▶ Data rows
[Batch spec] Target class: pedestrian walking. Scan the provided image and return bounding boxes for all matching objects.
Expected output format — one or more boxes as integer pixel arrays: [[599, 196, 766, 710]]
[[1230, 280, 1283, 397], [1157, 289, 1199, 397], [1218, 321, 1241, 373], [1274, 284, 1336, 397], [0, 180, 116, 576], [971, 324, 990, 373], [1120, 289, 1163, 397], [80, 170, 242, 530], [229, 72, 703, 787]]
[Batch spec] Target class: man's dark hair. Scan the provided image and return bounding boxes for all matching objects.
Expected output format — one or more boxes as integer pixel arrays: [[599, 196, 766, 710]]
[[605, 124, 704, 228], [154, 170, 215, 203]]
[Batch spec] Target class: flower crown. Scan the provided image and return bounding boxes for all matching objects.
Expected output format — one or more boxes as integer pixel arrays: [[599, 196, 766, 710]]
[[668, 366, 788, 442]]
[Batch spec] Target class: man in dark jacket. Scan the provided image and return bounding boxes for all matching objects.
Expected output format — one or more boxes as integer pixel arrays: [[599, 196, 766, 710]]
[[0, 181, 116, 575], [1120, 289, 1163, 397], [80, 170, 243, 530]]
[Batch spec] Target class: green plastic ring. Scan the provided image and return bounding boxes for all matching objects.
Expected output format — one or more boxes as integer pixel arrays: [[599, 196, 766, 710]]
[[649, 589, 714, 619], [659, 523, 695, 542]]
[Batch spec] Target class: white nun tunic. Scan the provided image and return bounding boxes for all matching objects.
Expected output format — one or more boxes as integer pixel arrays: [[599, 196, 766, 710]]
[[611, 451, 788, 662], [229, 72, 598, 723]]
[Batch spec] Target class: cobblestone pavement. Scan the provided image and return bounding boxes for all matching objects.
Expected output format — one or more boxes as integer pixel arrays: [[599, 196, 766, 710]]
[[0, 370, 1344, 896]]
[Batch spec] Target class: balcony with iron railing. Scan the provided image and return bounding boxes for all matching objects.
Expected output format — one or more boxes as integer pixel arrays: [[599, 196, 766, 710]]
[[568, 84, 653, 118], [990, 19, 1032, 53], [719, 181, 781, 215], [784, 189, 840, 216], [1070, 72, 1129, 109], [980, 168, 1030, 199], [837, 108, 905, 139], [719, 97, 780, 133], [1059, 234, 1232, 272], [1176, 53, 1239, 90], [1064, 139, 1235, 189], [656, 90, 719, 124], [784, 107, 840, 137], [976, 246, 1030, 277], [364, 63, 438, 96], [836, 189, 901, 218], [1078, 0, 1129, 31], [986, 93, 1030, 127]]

▶ Brief
Please rewrite the lines from the first one through the line holding "170, 243, 530]]", both included, with the requests unchanged and every box coordinate in the answers shifted by -132. Give only those lines.

▶ Response to this task
[Batch spec] Target class: pedestrian walking. Scan the provided image and return bounding boxes for all matching objects.
Expected output format — one or more boxes as integer pixel arrays: [[599, 196, 766, 710]]
[[1098, 148, 1151, 265], [1025, 157, 1067, 265], [1086, 189, 1109, 241], [1142, 152, 1204, 265], [-132, 48, -16, 444], [839, 192, 858, 241], [988, 157, 1031, 265], [-52, 38, 110, 398], [97, -60, 571, 655]]
[Batch spec] Target class: man's dark hair. Scan the provided image and return bounding boxes for all matching objects.
Expected output format — one or more boxes as integer pixel arrays: [[599, 196, 766, 710]]
[[473, -8, 572, 96], [22, 38, 83, 71]]
[Batch spec] Target class: flower crown. Scan the provided image and return bounding boxes for all matching objects.
Expected output format — one or more boxes as integer pixel arrays: [[599, 196, 766, 710]]
[[536, 234, 656, 310]]
[Batch spec] Target class: man in dark jacket. Scan the provided image and return bounding boxes for all matching objects.
Expected output format — one or more boxes as integer pixel arrays: [[599, 196, 766, 710]]
[[-132, 49, -16, 443], [988, 157, 1031, 265], [-52, 38, 111, 398]]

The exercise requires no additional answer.